Source extract Block Start

Sub-Saharan Africa requires an estimated $2tn by 2030 to build climate resilience.
The impact of this financing gap is most acute at the intersection of gender and climate. Women constitute around 70% of smallholder farmers across the continent and face heightened climate risks, alongside persistent constraints in accessing climate-resilient technologies, inputs, and markets. Yet, only 3% of climate finance is specifically aimed at enhancing gender equality, despite women and girls bearing a disproportionate share of climate impacts.
When climate shocks occur, women-led households experience deeper disruptions and longer recovery periods. At the same time, these populations play a central role in climate adaptation and the adoption of resilient technologies.
Over the past decade, funds operating at the gender-climate nexus have become a distinctive feature of Africa’s investment landscape. Their trajectories demonstrate that integrating gender equity and climate action into investment strategies is not only feasible but increasingly common.
Blended finance has become a keystone for these funds at the nexus of gender and climate. It plays a dual, transformative role: both existential, by enabling such funds to emerge, and operational, by supporting the deployment of their investment and impact theses.
Importantly, the rise of blended finance over the last decade has already delivered substantial results. Many of the funds in our sample simply would not have launched, or would have achieved far narrower impact, without concessional capital.

Source extract Block End

Exercise set —
A. Reproduce the passage on gender and climate finance in Africa, starting with "Importantly, the rise" and going on through "without concessional capital.", substituting "subsidized capital" for "concessional capital".
B. Resume the passage on gender and climate finance in Africa from its final sentence.
The records have no part in this work.

Data extract Block Start

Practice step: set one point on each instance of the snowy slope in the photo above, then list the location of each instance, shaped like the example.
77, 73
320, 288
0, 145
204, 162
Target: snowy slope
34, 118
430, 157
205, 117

Data extract Block End

Results —
A.
Importantly, the rise of blended finance over the last decade has already delivered substantial results. Many of the funds in our sample simply would not have launched, or would have achieved far narrower impact, without subsidized capital.

B.
Concessional support has enabled these managers to reach meaningful scale, operate in high-risk markets, and invest in women-led and climate- focused enterprises that commercial capital has historically overlooked. This success is precisely what now allows for a deeper diagnostic: with a decade of practical experience, the sector is mature enough to assess how blended finance is being deployed and identify pathways for even greater effectiveness.
To dive deeper, I&P Ecosystems, in partnership with the CC Facility Learning Hub, managed by Convergence and CPI, explored how blended finance transforms the trajectories of gender– climate nexus funds below $100m in size. Drawing on a comprehensive literature review, a database sample of 46 funds, three fund case studies and more than 30 interviews with fund managers and fund investors, the study highlights how fund managers and investors have leveraged blended finance mechanisms to unlock catalytic capital for the gender-climate nexus.